## PASSAGE SHOWN
Wednesday, March 9, 2016

Eight Behaviors for Smarter Teams

Mind Set and Core Values -

  • How much to we protect our empires?  Do we really think all kids can achieve and learn to high standards?
  • Do we think "high standards" means something different for different kids?
  • Have we really done all we can to implement our programs with high fidelity?
  • Do we really make effective use of the time we are expected to be "at work"?
  • How do we feel about the amount of time it might take to do "supplemental work"?  Should we be accountable to the time it takes or the task and its outcomes?
  • What if our sense of success was linked to a staff survey?  Would we, could we embrace success that way?
  1. State Views and Ask Genuine Questions.  
  2. Share All Relevant Information.  Do we present information we have clearly?  Do we discount what we don't like?
  3. Use Specific Examples and Agree on What Important Words Mean.  "When you give specific examples, name people, places, things, events, and report on what people said and did."  Accountability seems an important aspect but shouldn't be used as a weapon.  Are we afraid of that?  I like that discussions about how or why something didn't happen could follow.  Accountability can be used as a way to showing respect for our work and each other.

## GIVEN INFORMATION
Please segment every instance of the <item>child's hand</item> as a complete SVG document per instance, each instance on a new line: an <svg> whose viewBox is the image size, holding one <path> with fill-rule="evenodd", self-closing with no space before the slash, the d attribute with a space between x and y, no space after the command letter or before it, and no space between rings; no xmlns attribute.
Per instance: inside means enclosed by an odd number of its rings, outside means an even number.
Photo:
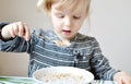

## TASK REQUIREMENTS
1. From the team-behaviors post, return the passage starting with "Mind Set and" and going on through "and its outcomes?".
2. In the team-behaviors post, what does the writer say accountability shouldn't be used as?

## RESPONSES TO THE EXERCISE
1.
Mind Set and Core Values -

  • How much to we protect our empires?  Do we really think all kids can achieve and learn to high standards?
  • Do we think "high standards" means something different for different kids?
  • Have we really done all we can to implement our programs with high fidelity?
  • Do we really make effective use of the time we are expected to be "at work"?
  • How do we feel about the amount of time it might take to do "supplemental work"?  Should we be accountable to the time it takes or the task and its outcomes?

2. A weapon.